Edit the lines below by changing "baby stroller" to "pushchair", starting at the line that has "Please find red" and stopping after the line that has "[687,681,910,719]". Return only those lines, with everything else left unchanged.
---------- Records supplied ----------
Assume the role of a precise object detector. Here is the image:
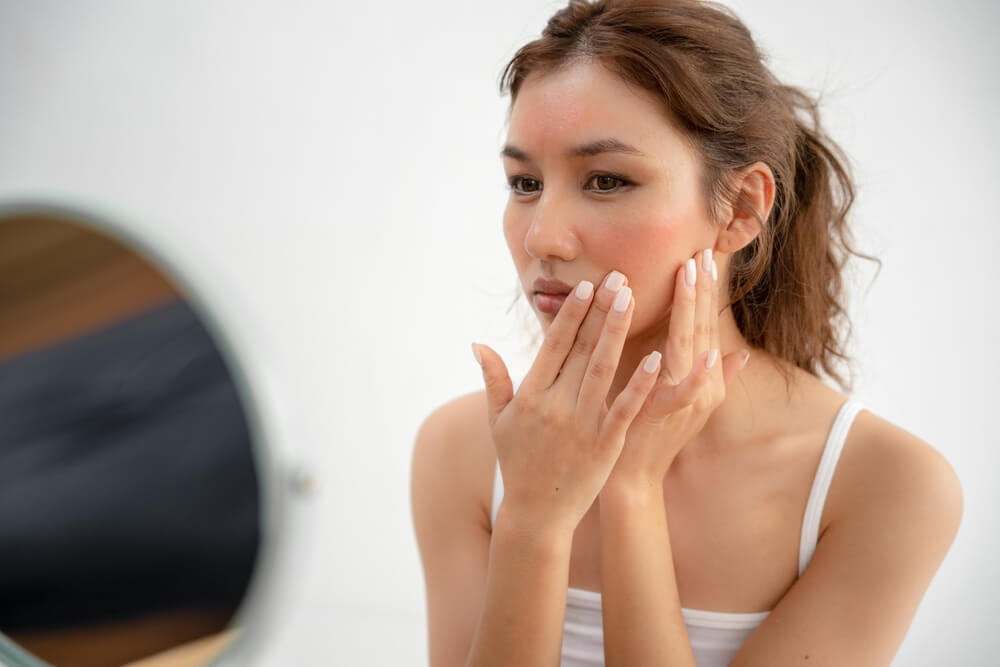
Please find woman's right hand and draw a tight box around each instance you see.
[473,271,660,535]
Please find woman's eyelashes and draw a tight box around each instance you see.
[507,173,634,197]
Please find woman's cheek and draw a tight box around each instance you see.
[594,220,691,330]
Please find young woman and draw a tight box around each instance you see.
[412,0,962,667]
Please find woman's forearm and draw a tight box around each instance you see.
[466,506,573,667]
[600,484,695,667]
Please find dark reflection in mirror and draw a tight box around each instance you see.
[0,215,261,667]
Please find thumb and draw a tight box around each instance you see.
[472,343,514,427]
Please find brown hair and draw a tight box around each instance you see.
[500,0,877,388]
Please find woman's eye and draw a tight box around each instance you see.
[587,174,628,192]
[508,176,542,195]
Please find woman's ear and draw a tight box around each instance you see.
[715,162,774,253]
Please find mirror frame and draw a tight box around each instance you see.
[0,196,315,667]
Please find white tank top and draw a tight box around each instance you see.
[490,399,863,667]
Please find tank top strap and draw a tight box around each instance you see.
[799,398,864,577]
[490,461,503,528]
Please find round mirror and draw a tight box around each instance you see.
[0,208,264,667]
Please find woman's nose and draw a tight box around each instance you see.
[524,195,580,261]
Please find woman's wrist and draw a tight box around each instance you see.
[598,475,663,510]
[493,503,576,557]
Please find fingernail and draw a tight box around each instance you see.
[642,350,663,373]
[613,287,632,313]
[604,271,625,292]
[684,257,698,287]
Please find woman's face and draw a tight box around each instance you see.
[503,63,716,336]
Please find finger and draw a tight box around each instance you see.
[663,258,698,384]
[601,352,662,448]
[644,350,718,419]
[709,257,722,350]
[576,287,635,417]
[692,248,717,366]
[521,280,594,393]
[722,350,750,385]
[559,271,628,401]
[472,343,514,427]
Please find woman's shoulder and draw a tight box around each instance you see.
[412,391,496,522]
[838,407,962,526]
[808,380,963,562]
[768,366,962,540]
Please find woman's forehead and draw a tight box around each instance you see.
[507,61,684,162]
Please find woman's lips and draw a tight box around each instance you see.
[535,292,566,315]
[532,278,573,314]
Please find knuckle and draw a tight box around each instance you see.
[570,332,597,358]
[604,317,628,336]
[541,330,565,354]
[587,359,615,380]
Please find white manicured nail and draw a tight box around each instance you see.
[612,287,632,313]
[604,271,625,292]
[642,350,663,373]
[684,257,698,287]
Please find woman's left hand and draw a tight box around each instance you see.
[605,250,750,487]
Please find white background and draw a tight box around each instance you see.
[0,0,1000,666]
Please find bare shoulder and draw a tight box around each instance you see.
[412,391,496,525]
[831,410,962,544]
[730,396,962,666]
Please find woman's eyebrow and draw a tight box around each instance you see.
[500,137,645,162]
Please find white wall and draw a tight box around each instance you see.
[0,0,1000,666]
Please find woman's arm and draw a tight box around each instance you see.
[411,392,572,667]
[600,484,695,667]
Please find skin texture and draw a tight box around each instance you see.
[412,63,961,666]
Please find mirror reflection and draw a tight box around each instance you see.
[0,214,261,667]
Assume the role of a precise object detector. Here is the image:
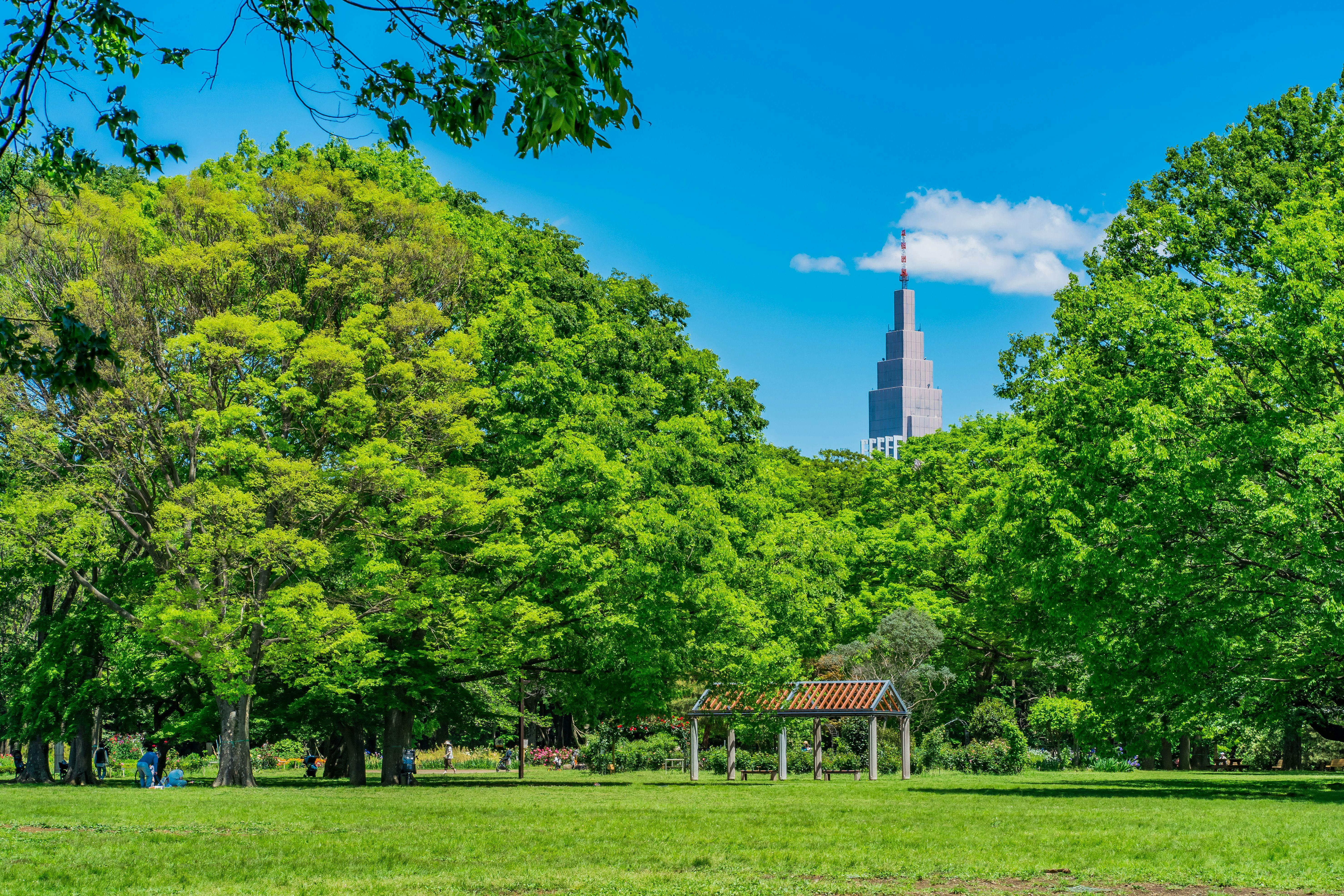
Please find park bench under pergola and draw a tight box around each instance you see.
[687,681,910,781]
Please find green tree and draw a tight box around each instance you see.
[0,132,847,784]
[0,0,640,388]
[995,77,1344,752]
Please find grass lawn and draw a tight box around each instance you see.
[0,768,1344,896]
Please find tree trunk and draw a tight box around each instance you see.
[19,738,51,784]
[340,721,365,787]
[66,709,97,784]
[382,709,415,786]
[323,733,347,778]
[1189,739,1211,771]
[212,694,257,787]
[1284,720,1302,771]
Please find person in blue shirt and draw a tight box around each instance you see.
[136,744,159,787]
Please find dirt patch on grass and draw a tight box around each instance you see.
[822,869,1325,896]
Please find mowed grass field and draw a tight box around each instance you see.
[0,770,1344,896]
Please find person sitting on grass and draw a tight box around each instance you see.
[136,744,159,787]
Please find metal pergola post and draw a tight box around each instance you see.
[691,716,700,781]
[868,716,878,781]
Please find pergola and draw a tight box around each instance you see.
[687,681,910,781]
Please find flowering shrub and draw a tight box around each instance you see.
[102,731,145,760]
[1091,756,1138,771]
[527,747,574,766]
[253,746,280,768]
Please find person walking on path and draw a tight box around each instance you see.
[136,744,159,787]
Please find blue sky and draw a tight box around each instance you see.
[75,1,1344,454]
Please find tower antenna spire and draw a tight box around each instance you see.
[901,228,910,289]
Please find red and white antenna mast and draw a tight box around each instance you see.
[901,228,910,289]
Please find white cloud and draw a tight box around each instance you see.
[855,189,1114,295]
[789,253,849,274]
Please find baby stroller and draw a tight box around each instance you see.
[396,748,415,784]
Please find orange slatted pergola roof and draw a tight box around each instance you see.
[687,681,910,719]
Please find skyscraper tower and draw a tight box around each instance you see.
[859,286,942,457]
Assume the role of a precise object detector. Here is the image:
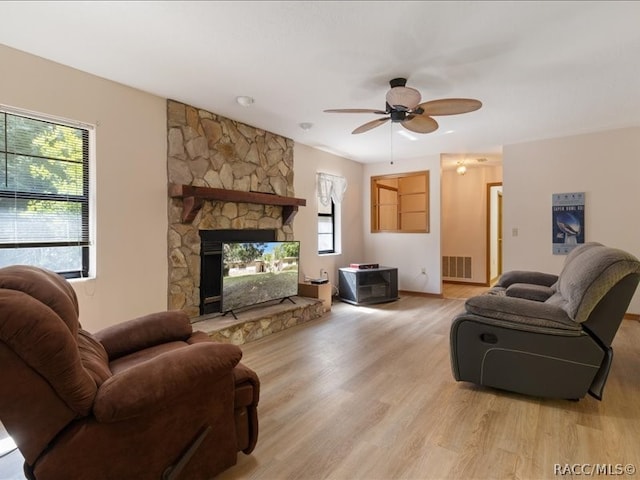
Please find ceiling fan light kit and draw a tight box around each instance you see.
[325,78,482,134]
----------
---------- Records supplied ----------
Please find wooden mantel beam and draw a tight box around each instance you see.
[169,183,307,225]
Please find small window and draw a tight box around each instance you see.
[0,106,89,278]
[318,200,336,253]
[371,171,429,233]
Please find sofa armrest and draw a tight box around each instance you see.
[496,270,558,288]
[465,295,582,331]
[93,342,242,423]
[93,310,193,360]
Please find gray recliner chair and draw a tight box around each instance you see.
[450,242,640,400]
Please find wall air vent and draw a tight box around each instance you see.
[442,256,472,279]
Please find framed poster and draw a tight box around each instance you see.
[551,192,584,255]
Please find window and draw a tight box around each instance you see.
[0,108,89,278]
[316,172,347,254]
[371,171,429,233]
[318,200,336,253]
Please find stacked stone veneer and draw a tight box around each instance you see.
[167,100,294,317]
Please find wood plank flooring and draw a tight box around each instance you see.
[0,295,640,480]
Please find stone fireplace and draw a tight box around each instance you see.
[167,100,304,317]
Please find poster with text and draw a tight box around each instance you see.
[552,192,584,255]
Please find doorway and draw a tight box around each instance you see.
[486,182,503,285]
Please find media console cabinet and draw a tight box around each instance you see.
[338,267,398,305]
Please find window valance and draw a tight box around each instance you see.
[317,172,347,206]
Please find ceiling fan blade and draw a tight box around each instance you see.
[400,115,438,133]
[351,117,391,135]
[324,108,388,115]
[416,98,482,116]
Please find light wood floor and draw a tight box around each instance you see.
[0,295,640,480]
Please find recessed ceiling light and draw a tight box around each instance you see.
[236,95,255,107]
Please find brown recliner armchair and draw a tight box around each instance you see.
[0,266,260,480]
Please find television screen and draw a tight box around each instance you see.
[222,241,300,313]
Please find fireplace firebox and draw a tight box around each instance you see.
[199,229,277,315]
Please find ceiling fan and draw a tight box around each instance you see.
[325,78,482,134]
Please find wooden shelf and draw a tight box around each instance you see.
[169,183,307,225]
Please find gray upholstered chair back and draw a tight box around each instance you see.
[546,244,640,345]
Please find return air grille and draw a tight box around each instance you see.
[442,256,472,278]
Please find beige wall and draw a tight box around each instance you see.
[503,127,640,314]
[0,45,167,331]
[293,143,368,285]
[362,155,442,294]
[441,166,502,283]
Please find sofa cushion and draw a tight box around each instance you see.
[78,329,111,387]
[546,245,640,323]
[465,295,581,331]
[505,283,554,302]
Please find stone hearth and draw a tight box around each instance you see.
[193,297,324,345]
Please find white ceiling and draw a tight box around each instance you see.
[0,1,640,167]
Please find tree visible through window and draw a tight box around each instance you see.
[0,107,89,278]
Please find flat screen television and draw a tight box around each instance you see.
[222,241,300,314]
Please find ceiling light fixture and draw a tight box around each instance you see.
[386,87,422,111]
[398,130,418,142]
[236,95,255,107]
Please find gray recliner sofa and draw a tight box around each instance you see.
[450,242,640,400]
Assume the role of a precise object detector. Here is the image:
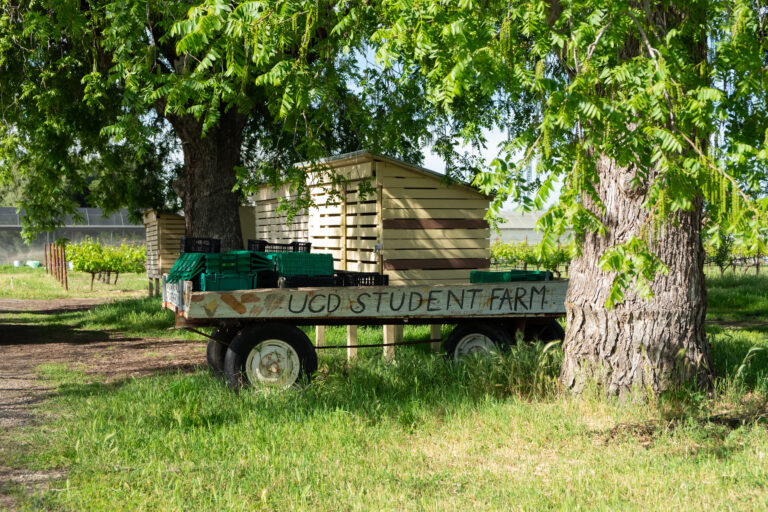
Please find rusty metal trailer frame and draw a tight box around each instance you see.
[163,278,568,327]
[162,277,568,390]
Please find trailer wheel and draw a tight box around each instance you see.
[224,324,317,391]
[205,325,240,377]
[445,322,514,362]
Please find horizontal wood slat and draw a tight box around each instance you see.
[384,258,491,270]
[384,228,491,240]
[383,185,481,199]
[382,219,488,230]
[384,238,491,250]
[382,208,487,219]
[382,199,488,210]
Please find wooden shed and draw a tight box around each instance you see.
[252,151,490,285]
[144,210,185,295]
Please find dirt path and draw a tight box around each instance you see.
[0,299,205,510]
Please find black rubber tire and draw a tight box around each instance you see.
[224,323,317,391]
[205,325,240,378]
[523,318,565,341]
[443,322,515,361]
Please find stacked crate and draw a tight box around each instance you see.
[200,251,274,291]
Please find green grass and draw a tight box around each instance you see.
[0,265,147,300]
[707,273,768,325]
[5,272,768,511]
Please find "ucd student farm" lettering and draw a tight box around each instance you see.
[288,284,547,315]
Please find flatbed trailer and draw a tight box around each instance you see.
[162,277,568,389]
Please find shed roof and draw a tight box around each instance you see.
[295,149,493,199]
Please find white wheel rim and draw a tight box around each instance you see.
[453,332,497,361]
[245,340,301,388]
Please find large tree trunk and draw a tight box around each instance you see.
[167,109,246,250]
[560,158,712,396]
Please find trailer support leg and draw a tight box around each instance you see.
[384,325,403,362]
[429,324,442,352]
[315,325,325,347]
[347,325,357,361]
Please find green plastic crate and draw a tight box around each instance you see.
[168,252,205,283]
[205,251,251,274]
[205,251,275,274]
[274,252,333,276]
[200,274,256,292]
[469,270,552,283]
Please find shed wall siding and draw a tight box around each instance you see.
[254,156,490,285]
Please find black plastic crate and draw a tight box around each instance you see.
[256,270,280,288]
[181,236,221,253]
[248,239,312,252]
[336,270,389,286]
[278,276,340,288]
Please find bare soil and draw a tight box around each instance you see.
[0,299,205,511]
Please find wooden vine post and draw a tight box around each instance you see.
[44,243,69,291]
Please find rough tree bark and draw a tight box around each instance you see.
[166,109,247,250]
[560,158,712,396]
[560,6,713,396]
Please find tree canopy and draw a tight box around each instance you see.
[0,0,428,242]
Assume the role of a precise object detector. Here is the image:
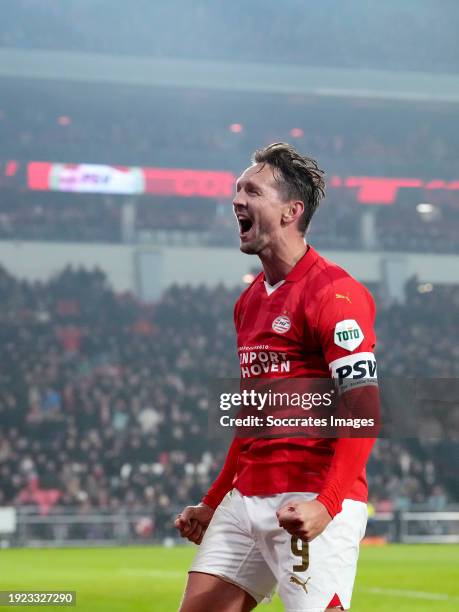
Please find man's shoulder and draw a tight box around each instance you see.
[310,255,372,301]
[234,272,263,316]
----------
Response for this exercise:
Please find red and white antenna mast and draw a tight box around each instance you see.
[901,228,910,289]
Please find white cloud and draw a tight box around each instance you see.
[855,189,1114,295]
[789,253,849,274]
Please find pushchair and draw a tight box around each instance you see.
[396,748,415,784]
Please find orange slatted pergola roof and draw a tight box around each instance you see.
[687,681,910,719]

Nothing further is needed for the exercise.